:: Problem details ::
Write out these lines again, swapping "expected format" for "required format" everywhere it appears and keeping everything else the same.

[A run of lines]
——————
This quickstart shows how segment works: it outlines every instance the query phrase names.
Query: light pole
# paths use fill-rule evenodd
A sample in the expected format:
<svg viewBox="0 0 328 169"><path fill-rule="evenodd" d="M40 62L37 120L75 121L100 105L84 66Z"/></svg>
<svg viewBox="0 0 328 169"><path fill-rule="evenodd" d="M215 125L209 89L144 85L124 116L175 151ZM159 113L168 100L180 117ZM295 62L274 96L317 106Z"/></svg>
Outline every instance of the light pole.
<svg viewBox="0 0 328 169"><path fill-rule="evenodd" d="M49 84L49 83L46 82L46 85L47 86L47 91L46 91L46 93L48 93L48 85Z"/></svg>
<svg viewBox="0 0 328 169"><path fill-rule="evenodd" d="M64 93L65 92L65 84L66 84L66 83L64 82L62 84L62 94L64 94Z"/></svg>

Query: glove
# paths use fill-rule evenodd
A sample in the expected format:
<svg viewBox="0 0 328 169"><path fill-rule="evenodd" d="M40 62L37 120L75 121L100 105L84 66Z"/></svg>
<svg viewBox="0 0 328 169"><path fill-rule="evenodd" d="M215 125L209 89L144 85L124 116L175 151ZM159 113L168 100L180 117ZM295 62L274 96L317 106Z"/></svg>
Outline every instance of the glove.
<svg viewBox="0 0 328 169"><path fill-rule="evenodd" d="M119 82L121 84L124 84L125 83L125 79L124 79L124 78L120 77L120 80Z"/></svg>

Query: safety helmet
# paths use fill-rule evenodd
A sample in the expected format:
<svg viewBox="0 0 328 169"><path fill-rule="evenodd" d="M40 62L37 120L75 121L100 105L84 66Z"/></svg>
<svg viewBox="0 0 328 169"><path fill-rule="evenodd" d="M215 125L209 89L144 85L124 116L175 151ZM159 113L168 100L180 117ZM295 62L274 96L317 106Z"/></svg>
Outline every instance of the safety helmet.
——————
:: Expected output ::
This quickstart shows how segment works: it outlines every instance the query phrase names.
Query: light pole
# paths use fill-rule evenodd
A sample in the required format:
<svg viewBox="0 0 328 169"><path fill-rule="evenodd" d="M40 62L37 120L75 121L100 105L84 66Z"/></svg>
<svg viewBox="0 0 328 169"><path fill-rule="evenodd" d="M215 125L209 89L144 85L124 116L175 151ZM159 113L168 100L180 117ZM295 62L274 96L317 106Z"/></svg>
Outline every instance of the light pole.
<svg viewBox="0 0 328 169"><path fill-rule="evenodd" d="M49 84L49 83L46 82L46 85L47 86L47 91L46 91L46 93L48 93L48 85Z"/></svg>
<svg viewBox="0 0 328 169"><path fill-rule="evenodd" d="M64 93L65 92L65 84L66 84L66 83L64 82L62 84L62 94L64 94Z"/></svg>

Query: glove
# paths use fill-rule evenodd
A sample in the required format:
<svg viewBox="0 0 328 169"><path fill-rule="evenodd" d="M40 62L37 120L75 121L100 105L84 66Z"/></svg>
<svg viewBox="0 0 328 169"><path fill-rule="evenodd" d="M215 125L209 89L144 85L124 116L175 151ZM159 113L168 100L180 117ZM295 62L274 96L317 106Z"/></svg>
Outline every instance of the glove.
<svg viewBox="0 0 328 169"><path fill-rule="evenodd" d="M119 82L121 84L124 84L125 83L125 79L124 79L124 78L120 77L120 80Z"/></svg>

Query: safety helmet
# paths use fill-rule evenodd
A sample in the required format:
<svg viewBox="0 0 328 169"><path fill-rule="evenodd" d="M40 62L37 120L75 121L100 105L84 66Z"/></svg>
<svg viewBox="0 0 328 169"><path fill-rule="evenodd" d="M215 125L209 89L144 85L124 116L175 151ZM159 113L168 100L180 117ZM295 62L274 96L317 106Z"/></svg>
Outline every instance of the safety helmet.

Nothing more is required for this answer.